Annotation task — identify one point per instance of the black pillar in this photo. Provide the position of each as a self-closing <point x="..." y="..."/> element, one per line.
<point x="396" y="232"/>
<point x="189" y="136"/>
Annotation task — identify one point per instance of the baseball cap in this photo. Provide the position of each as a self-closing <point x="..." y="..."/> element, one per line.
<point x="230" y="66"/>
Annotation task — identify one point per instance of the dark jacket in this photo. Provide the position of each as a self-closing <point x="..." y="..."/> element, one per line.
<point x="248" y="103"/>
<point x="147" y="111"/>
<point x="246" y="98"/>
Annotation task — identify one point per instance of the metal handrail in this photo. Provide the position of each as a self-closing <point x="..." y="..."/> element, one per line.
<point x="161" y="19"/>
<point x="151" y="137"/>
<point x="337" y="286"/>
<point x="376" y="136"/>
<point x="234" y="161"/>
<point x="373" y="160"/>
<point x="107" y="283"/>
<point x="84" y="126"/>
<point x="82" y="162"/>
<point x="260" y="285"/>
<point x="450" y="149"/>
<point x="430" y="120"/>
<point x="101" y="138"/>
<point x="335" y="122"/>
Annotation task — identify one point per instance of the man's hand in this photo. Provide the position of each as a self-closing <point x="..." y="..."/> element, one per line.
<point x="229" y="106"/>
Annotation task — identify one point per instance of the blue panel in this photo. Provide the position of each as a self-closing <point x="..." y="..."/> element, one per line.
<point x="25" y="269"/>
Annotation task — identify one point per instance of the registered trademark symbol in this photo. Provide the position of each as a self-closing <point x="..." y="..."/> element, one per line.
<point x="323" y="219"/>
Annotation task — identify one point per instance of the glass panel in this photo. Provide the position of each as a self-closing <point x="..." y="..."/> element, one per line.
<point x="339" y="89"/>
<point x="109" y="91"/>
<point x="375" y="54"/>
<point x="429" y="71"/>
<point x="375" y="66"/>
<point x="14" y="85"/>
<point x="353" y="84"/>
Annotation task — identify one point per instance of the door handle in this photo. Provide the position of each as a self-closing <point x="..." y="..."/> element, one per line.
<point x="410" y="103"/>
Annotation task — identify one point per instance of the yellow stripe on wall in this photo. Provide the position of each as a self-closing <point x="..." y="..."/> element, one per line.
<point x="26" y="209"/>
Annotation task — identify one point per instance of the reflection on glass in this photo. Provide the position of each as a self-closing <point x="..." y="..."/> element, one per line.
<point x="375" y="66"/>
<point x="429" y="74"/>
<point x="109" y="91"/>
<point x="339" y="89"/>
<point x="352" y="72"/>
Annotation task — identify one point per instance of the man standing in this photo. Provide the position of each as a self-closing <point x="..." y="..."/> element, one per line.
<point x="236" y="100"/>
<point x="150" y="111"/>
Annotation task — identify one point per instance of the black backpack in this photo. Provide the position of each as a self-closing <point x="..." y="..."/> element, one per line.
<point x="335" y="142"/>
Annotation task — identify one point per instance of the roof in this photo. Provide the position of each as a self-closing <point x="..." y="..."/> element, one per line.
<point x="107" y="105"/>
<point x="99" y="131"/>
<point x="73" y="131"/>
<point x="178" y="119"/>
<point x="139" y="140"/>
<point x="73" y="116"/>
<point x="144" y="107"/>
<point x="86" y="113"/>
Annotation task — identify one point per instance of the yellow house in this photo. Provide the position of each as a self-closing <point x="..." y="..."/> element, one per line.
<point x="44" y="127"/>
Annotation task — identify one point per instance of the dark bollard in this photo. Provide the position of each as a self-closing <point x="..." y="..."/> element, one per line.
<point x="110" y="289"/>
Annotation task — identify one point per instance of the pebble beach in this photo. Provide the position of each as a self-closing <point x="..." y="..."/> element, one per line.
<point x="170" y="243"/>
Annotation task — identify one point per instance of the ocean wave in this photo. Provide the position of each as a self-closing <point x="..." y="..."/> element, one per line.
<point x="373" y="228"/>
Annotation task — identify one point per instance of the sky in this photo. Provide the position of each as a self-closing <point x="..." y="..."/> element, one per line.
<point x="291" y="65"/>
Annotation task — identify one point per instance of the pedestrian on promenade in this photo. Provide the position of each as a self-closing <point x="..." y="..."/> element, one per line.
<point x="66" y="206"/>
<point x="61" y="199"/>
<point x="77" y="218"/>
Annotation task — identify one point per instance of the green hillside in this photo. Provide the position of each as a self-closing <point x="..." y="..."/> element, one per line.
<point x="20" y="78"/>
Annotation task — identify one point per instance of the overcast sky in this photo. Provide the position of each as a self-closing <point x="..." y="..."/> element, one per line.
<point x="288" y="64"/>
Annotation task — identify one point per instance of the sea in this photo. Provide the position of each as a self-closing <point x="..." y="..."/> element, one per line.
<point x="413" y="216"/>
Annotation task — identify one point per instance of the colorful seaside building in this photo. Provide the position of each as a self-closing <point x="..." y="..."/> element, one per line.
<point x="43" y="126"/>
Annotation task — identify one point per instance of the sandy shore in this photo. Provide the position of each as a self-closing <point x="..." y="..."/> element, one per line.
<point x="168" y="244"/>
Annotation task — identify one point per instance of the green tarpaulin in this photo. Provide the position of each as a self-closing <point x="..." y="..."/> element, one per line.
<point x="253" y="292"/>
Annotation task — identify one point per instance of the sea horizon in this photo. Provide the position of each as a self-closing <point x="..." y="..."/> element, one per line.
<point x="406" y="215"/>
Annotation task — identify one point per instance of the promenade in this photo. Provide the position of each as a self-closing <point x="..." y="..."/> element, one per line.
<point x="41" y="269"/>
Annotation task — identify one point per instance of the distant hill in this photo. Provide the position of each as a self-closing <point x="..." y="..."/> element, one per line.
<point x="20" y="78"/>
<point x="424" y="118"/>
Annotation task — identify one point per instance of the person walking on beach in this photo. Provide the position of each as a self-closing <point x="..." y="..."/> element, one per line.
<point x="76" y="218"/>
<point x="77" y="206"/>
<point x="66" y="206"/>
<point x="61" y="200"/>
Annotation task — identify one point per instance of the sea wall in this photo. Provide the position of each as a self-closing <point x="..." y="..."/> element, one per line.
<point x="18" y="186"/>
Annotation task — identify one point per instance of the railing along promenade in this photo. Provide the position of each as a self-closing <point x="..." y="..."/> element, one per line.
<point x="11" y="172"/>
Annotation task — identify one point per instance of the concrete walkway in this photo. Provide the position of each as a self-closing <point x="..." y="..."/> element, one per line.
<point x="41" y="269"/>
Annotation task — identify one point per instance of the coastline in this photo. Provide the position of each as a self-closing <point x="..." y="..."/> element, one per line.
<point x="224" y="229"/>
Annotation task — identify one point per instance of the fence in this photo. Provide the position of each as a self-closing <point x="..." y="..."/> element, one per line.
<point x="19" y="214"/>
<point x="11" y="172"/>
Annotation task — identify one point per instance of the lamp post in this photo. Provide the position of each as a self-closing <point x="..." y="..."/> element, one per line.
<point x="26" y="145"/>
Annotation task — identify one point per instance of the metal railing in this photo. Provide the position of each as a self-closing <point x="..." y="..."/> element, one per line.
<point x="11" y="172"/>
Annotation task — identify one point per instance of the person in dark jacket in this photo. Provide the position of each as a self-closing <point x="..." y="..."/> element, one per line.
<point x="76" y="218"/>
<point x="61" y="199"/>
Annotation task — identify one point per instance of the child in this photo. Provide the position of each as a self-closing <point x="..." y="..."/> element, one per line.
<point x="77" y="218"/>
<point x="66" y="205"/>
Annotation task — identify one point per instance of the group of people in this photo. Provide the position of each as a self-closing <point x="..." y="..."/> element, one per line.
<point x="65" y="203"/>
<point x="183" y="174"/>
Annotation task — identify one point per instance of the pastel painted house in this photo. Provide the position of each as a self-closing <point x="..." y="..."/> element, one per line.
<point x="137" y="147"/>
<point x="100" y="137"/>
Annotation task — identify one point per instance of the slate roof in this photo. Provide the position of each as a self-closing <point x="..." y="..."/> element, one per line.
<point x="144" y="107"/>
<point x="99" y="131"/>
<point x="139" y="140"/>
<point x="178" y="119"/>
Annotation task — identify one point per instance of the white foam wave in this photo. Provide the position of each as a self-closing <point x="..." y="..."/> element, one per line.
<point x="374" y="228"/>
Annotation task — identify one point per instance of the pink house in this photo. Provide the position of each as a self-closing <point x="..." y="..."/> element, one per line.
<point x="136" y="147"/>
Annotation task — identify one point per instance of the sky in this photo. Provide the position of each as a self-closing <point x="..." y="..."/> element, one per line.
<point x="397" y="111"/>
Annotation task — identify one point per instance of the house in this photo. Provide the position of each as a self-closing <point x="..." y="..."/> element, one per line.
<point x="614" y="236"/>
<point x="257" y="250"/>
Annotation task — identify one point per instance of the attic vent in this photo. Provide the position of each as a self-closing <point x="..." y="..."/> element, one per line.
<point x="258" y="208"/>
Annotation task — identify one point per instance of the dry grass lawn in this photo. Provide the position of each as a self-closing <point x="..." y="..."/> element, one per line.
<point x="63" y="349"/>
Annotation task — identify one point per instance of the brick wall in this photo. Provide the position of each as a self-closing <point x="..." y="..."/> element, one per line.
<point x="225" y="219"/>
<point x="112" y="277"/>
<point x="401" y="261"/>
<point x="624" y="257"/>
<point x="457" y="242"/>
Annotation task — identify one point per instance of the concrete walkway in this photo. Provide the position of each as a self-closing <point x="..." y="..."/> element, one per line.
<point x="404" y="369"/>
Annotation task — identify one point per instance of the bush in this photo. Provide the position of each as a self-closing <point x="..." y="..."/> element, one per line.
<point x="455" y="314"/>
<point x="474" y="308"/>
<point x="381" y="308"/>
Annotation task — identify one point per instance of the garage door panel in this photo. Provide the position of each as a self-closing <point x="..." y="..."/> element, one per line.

= YOUR INSTRUCTIONS =
Repeat the lines from the one containing "Annotation task — identify one point per instance of the bush" through the end of the listing, exactly and without any other lines; both ends are included.

= RESULT FOR THIS EXERCISE =
Annotation task — identify one point per instance of the bush in this photo. Provide the position of each as a self-closing <point x="..." y="..."/> element, one per line.
<point x="455" y="314"/>
<point x="474" y="308"/>
<point x="381" y="308"/>
Annotation task — identify one point per instance of the garage door panel in this photo. Provide the position of each as a self-closing <point x="..." y="..."/> element, one per line.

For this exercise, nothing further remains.